■ WHAT NEEDS TO BE DONE
Turn each line of the records below into a row of a Markdown table with the columns "Row" and "Line", numbering the rows and omitting any blank lines.

[Pointing entries for named objects]
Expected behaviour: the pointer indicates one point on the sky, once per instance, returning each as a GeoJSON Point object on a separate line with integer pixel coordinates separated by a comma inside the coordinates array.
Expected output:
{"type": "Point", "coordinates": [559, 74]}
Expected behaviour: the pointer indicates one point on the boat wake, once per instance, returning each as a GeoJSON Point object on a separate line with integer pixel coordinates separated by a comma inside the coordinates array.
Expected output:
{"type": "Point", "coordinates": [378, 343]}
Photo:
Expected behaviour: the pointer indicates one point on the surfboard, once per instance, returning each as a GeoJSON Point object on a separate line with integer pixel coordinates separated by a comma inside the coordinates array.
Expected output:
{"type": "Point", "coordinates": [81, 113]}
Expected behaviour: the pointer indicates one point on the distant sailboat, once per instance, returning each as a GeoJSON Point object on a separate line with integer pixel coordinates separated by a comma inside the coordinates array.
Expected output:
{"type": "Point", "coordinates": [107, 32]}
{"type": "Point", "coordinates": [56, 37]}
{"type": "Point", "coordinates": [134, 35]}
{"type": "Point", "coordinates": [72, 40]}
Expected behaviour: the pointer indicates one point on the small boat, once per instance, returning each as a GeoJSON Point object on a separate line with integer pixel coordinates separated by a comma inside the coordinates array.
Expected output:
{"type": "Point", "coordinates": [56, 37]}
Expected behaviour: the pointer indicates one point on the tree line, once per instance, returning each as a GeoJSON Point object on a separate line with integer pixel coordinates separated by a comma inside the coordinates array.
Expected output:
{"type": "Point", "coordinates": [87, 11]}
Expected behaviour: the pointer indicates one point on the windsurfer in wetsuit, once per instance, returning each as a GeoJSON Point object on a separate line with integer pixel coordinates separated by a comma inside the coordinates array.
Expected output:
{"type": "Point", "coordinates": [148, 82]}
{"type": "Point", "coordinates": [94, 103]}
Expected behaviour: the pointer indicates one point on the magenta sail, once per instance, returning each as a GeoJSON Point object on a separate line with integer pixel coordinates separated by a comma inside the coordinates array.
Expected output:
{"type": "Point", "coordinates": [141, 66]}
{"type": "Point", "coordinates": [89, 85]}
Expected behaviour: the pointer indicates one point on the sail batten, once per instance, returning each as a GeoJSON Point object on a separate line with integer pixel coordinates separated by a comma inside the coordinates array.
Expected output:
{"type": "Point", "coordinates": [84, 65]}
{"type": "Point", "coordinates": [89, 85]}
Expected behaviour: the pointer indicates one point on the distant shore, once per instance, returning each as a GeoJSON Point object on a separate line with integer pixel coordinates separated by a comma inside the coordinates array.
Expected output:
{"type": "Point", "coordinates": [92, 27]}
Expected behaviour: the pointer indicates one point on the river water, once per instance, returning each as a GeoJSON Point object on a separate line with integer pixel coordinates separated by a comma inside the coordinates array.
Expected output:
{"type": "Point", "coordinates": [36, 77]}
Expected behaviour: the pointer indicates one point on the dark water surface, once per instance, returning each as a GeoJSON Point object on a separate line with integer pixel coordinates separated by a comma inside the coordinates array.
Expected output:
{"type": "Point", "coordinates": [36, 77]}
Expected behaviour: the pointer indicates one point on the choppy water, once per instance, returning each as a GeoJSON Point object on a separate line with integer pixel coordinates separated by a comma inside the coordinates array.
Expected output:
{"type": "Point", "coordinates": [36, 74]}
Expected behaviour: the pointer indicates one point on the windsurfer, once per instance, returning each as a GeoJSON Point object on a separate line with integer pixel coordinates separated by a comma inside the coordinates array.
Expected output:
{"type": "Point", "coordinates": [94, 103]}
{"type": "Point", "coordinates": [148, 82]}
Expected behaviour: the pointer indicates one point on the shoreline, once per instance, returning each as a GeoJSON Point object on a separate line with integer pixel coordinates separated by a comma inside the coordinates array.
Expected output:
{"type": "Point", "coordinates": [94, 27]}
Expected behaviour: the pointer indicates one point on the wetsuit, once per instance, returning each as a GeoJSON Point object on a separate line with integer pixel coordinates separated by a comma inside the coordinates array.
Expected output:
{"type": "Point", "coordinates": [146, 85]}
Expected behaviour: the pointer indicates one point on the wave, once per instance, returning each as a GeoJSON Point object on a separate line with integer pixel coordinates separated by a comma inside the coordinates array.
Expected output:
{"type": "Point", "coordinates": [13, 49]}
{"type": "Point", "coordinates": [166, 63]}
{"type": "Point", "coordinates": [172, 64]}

■ RESPONSE TO THE TASK
| Row | Line |
|---|---|
| 1 | Expected behaviour: the pointer indicates one point on the sky, once per instance, returning each as a GeoJSON Point object on a separate line with integer pixel coordinates separated by a comma inside the coordinates array. |
| 2 | Expected output: |
| 3 | {"type": "Point", "coordinates": [559, 74]} |
| 4 | Expected behaviour: the pointer indicates one point on the boat wake, once per instance, returning each as a GeoJSON Point object on a separate line with integer pixel coordinates separated by a comma inside the coordinates array. |
| 5 | Expected output: |
| 6 | {"type": "Point", "coordinates": [378, 343]} |
| 7 | Photo: |
| 8 | Expected behaviour: the pointer indicates one point on the surfboard, once per instance, returning each as a GeoJSON Point object on a separate line with integer pixel coordinates separated by a comma inside the coordinates array. |
| 9 | Expected output: |
| 10 | {"type": "Point", "coordinates": [81, 113]} |
| 11 | Expected behaviour: the pointer indicates one point on the distant sailboat, once per instance, returning each as a GeoJSON Point object on a separate line with integer pixel coordinates separated by a comma inside the coordinates array. |
| 12 | Expected output: |
| 13 | {"type": "Point", "coordinates": [107, 32]} |
| 14 | {"type": "Point", "coordinates": [56, 37]} |
| 15 | {"type": "Point", "coordinates": [134, 35]} |
| 16 | {"type": "Point", "coordinates": [72, 40]} |
| 17 | Expected behaviour: the pointer indicates one point on the small boat, once per instance, returning each as a GeoJSON Point object on a separate line with integer pixel coordinates separated by a comma inside the coordinates array. |
| 18 | Expected output: |
| 19 | {"type": "Point", "coordinates": [56, 37]} |
| 20 | Expected behaviour: the pointer indicates one point on the tree line, once per instance, returning each as a GeoJSON Point object on a separate line with integer pixel coordinates separated by a comma inside the coordinates array. |
| 21 | Expected output: |
| 22 | {"type": "Point", "coordinates": [87, 11]} |
| 23 | Expected behaviour: the pointer indicates one point on the windsurfer in wetsuit, once per instance, returning each as a GeoJSON Point object on a separate line with integer pixel coordinates separated by a comma inside the coordinates array. |
| 24 | Expected output: |
| 25 | {"type": "Point", "coordinates": [148, 82]} |
| 26 | {"type": "Point", "coordinates": [94, 103]} |
| 27 | Expected behaviour: the pointer indicates one point on the magenta sail, once per instance, returning each as a GeoJSON Point object on a separate line with integer pixel coordinates separated by a comma inside the coordinates array. |
| 28 | Expected output: |
| 29 | {"type": "Point", "coordinates": [141, 66]} |
| 30 | {"type": "Point", "coordinates": [89, 85]} |
| 31 | Expected behaviour: the pointer indicates one point on the sail batten, once per instance, returning each as a GeoJSON Point object on a separate line with integer pixel coordinates separated by a comma inside the coordinates array. |
| 32 | Expected output: |
| 33 | {"type": "Point", "coordinates": [84, 65]} |
| 34 | {"type": "Point", "coordinates": [89, 85]} |
| 35 | Expected behaviour: the pointer indicates one point on the distant shore, once per instance, returning each as a GeoJSON Point object on a separate line with integer pixel coordinates separated by a comma inside the coordinates array. |
| 36 | Expected output: |
| 37 | {"type": "Point", "coordinates": [92, 27]} |
| 38 | Expected behaviour: the pointer indicates one point on the river water, once per instance, returning each as a GeoJSON Point object on a separate line with integer pixel coordinates separated by a comma inside the coordinates array. |
| 39 | Expected output: |
| 40 | {"type": "Point", "coordinates": [36, 77]} |
| 41 | Expected behaviour: the pointer indicates one point on the dark water surface, once per instance, returning each as a GeoJSON Point object on a separate line with integer pixel coordinates separated by a comma inside the coordinates array. |
| 42 | Expected output: |
| 43 | {"type": "Point", "coordinates": [36, 77]} |
| 44 | Expected behaviour: the pointer indicates one point on the choppy water, once per instance, returning each as a GeoJSON Point object on a separate line with integer pixel coordinates separated by a comma inside the coordinates array. |
| 45 | Expected output: |
| 46 | {"type": "Point", "coordinates": [36, 74]} |
| 47 | Expected behaviour: the pointer indicates one point on the windsurfer, once per instance, returning each as a GeoJSON Point object on a separate line with integer pixel coordinates separated by a comma inside the coordinates array. |
| 48 | Expected output: |
| 49 | {"type": "Point", "coordinates": [94, 103]} |
| 50 | {"type": "Point", "coordinates": [148, 82]} |
| 51 | Expected behaviour: the pointer indicates one point on the shoreline, once per instance, returning each as a GeoJSON Point object on a separate line with integer pixel coordinates separated by a comma inside the coordinates array. |
| 52 | Expected output: |
| 53 | {"type": "Point", "coordinates": [94, 27]} |
| 54 | Expected behaviour: the pointer indicates one point on the wetsuit, once per instance, returning each as a GeoJSON Point object on a separate line with integer pixel coordinates separated by a comma inside the coordinates array. |
| 55 | Expected output: |
| 56 | {"type": "Point", "coordinates": [146, 85]} |
| 57 | Expected behaviour: the pointer indicates one point on the wave, once per instance, returning each as a GeoJSON Point object on a separate line with integer pixel coordinates separated by a comma inside the coordinates array. |
| 58 | Expected output: |
| 59 | {"type": "Point", "coordinates": [13, 49]} |
| 60 | {"type": "Point", "coordinates": [166, 63]} |
| 61 | {"type": "Point", "coordinates": [172, 64]} |